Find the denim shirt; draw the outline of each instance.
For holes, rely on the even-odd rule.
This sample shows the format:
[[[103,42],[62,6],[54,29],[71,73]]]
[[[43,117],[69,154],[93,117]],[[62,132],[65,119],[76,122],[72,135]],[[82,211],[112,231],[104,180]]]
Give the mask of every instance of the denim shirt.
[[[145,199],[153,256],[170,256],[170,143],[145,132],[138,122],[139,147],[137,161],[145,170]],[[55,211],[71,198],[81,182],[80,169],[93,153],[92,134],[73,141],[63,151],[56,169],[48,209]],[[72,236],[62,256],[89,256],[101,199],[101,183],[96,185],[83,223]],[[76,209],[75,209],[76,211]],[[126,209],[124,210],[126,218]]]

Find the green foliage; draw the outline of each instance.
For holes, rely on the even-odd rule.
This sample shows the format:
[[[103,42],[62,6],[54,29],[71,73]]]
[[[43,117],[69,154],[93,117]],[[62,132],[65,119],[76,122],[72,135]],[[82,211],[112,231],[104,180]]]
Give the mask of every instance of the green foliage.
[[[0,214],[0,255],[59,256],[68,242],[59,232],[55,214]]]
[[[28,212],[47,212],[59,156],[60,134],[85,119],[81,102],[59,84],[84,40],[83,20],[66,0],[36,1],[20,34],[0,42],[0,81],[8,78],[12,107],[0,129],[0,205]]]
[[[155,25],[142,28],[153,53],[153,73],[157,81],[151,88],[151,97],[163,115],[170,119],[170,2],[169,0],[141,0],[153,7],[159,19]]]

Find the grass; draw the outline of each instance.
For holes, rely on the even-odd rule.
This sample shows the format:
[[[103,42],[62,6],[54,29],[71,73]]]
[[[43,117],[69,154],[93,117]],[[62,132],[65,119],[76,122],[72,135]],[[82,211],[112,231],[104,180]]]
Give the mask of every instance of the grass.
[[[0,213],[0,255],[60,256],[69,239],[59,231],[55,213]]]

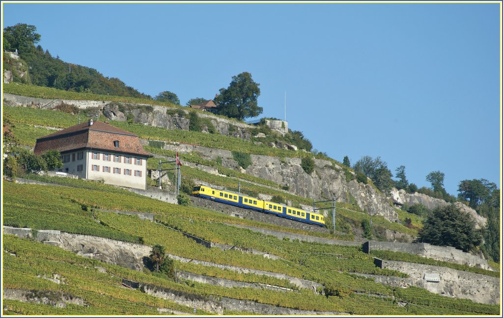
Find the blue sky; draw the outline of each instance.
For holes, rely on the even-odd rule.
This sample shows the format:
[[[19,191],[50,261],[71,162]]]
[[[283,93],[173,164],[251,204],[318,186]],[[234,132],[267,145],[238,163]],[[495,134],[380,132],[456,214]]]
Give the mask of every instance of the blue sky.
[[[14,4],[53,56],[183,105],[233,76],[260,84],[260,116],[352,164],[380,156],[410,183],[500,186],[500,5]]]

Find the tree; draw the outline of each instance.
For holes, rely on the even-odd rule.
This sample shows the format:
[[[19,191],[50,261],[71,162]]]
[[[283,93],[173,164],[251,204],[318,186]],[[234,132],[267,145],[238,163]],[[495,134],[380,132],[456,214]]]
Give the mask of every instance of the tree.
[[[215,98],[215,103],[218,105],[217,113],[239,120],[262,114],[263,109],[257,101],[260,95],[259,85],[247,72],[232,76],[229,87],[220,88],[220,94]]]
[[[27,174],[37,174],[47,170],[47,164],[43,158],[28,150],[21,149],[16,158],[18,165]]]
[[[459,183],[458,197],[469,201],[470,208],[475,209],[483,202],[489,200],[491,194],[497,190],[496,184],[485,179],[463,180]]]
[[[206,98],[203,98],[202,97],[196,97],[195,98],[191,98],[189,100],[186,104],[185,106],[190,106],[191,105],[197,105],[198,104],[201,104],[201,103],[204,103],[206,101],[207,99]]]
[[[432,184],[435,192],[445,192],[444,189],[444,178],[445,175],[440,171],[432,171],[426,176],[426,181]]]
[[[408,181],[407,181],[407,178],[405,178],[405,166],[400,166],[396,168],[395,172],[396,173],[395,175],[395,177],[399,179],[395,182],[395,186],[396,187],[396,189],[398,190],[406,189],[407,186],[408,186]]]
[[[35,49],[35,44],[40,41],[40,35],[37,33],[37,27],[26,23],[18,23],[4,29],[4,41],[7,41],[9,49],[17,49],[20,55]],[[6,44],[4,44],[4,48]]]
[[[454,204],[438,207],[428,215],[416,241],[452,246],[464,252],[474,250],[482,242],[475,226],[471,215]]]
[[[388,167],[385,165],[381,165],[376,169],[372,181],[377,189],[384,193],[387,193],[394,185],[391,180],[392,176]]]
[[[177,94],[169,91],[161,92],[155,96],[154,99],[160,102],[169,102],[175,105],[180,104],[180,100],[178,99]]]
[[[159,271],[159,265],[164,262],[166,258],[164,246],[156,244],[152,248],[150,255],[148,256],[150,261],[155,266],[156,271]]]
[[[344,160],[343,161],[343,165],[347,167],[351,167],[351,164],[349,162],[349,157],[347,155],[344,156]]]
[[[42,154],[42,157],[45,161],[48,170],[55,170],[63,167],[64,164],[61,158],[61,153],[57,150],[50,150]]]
------------------------------------------------------------------------
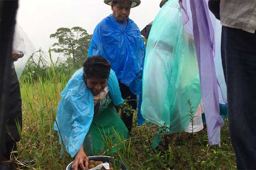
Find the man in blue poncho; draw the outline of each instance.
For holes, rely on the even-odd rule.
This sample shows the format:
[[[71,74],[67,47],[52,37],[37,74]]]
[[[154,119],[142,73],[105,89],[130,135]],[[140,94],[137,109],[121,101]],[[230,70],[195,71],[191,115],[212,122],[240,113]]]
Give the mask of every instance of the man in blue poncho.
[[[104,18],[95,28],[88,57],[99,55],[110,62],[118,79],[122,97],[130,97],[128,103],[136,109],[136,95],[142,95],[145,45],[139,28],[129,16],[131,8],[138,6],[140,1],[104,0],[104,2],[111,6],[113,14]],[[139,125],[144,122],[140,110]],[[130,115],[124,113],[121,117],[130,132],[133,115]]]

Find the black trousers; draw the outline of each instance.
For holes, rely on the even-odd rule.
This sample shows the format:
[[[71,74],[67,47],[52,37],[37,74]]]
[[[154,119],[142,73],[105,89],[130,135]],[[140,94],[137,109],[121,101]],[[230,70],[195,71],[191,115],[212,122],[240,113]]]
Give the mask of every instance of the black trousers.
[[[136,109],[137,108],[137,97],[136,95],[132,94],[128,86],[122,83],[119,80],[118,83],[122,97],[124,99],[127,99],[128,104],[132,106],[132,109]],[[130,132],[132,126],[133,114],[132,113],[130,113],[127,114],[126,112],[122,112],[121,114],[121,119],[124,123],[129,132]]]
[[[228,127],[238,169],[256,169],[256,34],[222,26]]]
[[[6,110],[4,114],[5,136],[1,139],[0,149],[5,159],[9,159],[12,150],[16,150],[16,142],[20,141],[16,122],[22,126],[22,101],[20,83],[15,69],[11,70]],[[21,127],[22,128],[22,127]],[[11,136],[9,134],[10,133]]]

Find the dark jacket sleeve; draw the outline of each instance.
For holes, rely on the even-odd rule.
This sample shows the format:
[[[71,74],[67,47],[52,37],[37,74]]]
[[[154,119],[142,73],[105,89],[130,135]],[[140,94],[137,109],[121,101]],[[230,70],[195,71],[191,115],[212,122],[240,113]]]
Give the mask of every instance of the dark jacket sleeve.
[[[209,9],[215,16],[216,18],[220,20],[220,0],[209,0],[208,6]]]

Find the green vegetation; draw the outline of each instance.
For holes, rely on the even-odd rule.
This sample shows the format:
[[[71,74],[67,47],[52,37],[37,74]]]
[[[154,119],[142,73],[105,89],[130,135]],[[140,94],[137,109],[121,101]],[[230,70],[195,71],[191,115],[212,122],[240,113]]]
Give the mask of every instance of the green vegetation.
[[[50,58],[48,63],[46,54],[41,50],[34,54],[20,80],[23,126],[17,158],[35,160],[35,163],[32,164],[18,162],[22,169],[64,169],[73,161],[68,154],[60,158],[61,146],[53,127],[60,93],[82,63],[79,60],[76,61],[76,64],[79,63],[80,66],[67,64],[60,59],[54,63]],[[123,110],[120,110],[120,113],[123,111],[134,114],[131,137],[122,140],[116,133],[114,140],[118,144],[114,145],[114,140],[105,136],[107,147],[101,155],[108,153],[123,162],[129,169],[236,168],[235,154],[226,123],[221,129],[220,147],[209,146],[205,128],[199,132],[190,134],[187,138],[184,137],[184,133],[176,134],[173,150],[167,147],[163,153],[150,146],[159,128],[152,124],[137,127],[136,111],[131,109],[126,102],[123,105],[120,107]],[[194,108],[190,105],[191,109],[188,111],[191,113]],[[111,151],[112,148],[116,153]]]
------------------------------------------------------------------------
STATED TASK:
Reproduce, character for character, the portion of the records that opens with the line containing "Find the denim" and closes with the line containing "Give the mask of every instance of the denim", including both of those lines.

SOLUTION BELOW:
Find the denim shirt; draw the outline of each instance.
For holes, rely on the even-odd rule.
This sample shows the format:
[[[103,42],[62,6],[54,29],[71,73]]]
[[[43,117],[69,154],[93,117]],[[62,132],[65,119],[76,122],[72,135]],[[82,211],[112,231],[104,180]]]
Give the mask of every instance of the denim shirt.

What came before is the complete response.